## Source text
▽

American lawyer and politician

John Whipple Dwinelle (September 9, 1816 – January 28, 1881) was an American lawyer and politician. He served in a number of political posts in California and played important roles in both the legal history of San Francisco and the establishment of the California public university system.

Dwinelle was born in Cazenovia, New York, the son of Congressman Justin Dwinell and Louise Whipple, a descendant of William Whipple. He graduated from Hamilton College in 1834. While studying law, he edited the New York Daily Gazette, the Daily Buffalonian, and edited and typeset the Rochester Daily Advertiser. Dwinelle was admitted to the bar in October 1837 and began a legal practice in Rochester, New York. In 1844 he was elected city attorney of Rochester. The next year he became master of chancery.

In 1849, he sailed to San Francisco, California, and began a legal practice there. He served in a number of government offices, including two terms on the San Francisco city council, Mayor of Oakland, California, and member of the California State Assembly from Alameda County, California. He unsuccessfully advocated for the adoption of the civil law for the legal system of the newborn state; the state legislature and governor chose instead to adopt the common law by enacting a reception statute in April 1850.

△

## Work instructions
According to the text about John Whipple Dwinelle, which office was he elected to in Rochester in 1844?

## Data supplied

▽

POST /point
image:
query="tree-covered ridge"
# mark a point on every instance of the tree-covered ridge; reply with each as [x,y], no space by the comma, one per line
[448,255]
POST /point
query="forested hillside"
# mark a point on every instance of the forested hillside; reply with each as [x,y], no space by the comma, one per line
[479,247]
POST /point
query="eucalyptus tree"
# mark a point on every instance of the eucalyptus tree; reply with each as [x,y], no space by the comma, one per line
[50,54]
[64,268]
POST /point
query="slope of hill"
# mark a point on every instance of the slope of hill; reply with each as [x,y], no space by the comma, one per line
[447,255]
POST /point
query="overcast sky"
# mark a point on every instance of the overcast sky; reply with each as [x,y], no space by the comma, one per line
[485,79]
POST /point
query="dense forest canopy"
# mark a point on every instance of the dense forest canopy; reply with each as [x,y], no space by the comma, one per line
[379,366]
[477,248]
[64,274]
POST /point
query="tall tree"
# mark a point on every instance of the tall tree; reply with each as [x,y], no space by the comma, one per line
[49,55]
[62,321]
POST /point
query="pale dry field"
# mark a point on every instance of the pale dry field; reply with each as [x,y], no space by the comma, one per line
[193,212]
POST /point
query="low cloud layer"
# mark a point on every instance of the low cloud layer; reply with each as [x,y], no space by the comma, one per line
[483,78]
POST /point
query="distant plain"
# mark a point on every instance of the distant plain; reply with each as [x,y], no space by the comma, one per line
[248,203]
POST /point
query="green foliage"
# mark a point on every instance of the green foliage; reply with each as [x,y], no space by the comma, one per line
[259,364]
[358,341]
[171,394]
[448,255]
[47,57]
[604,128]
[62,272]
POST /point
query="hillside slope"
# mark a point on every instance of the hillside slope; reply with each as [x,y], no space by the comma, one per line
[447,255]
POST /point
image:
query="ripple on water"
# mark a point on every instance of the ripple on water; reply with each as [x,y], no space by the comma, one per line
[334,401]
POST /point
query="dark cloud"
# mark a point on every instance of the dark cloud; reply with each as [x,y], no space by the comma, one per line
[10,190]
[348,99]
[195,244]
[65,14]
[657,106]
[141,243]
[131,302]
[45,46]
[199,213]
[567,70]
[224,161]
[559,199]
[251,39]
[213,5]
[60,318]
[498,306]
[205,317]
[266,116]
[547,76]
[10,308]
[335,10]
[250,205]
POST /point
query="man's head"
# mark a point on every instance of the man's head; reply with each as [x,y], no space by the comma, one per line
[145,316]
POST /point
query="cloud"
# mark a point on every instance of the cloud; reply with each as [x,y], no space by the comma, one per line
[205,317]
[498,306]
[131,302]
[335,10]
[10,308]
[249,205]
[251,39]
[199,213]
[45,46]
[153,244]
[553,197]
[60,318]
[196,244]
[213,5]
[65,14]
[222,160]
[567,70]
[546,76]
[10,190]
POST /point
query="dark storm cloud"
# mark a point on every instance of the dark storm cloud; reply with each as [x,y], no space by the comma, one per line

△
▽

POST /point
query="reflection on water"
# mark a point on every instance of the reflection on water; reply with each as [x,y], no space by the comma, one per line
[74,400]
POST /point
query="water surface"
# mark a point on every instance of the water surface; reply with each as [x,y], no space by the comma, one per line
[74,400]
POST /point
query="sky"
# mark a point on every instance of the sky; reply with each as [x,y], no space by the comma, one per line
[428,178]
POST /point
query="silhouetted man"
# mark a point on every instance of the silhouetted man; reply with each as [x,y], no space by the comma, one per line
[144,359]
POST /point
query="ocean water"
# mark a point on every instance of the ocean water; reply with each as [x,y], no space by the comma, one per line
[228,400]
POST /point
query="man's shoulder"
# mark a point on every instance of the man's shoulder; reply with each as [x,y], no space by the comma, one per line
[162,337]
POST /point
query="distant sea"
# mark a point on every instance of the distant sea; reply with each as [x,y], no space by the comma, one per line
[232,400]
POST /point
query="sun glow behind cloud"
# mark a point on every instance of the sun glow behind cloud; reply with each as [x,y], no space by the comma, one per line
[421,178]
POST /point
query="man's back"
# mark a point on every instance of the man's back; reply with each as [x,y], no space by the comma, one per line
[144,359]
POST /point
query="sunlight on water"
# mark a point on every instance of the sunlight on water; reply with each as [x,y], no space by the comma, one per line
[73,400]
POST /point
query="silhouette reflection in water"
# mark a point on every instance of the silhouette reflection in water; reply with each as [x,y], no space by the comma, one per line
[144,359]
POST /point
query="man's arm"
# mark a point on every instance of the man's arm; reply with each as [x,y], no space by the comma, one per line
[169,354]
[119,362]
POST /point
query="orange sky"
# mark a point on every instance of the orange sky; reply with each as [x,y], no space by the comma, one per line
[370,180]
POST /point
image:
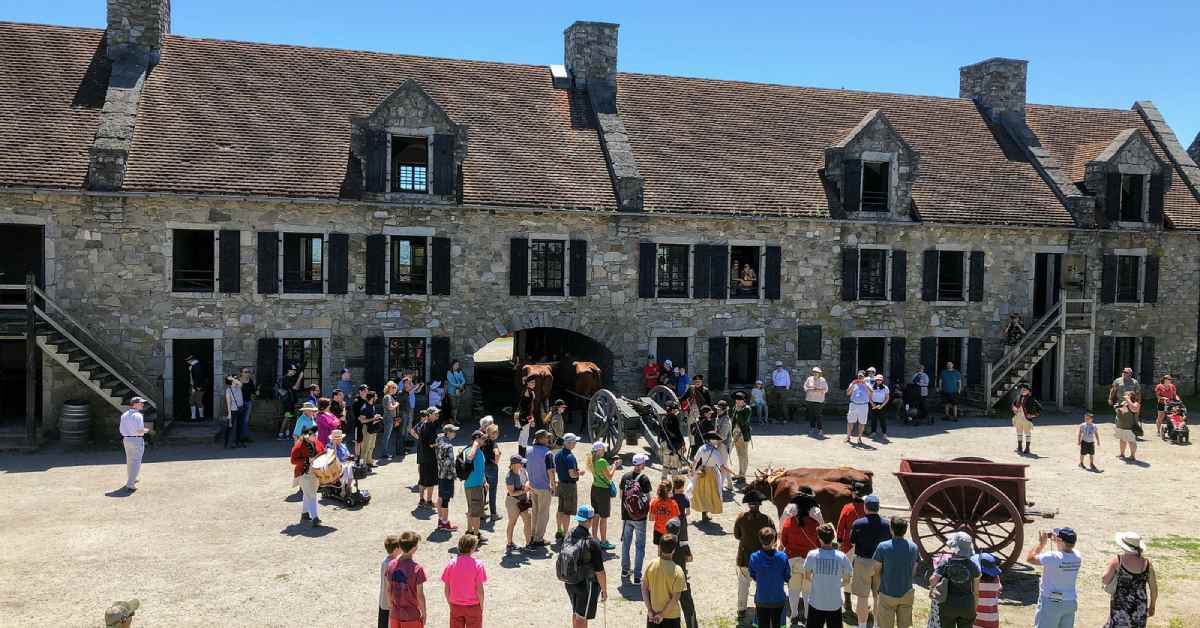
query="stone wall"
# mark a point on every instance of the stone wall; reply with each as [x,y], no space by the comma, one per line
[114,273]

△

## Completed task
City attorney of Rochester.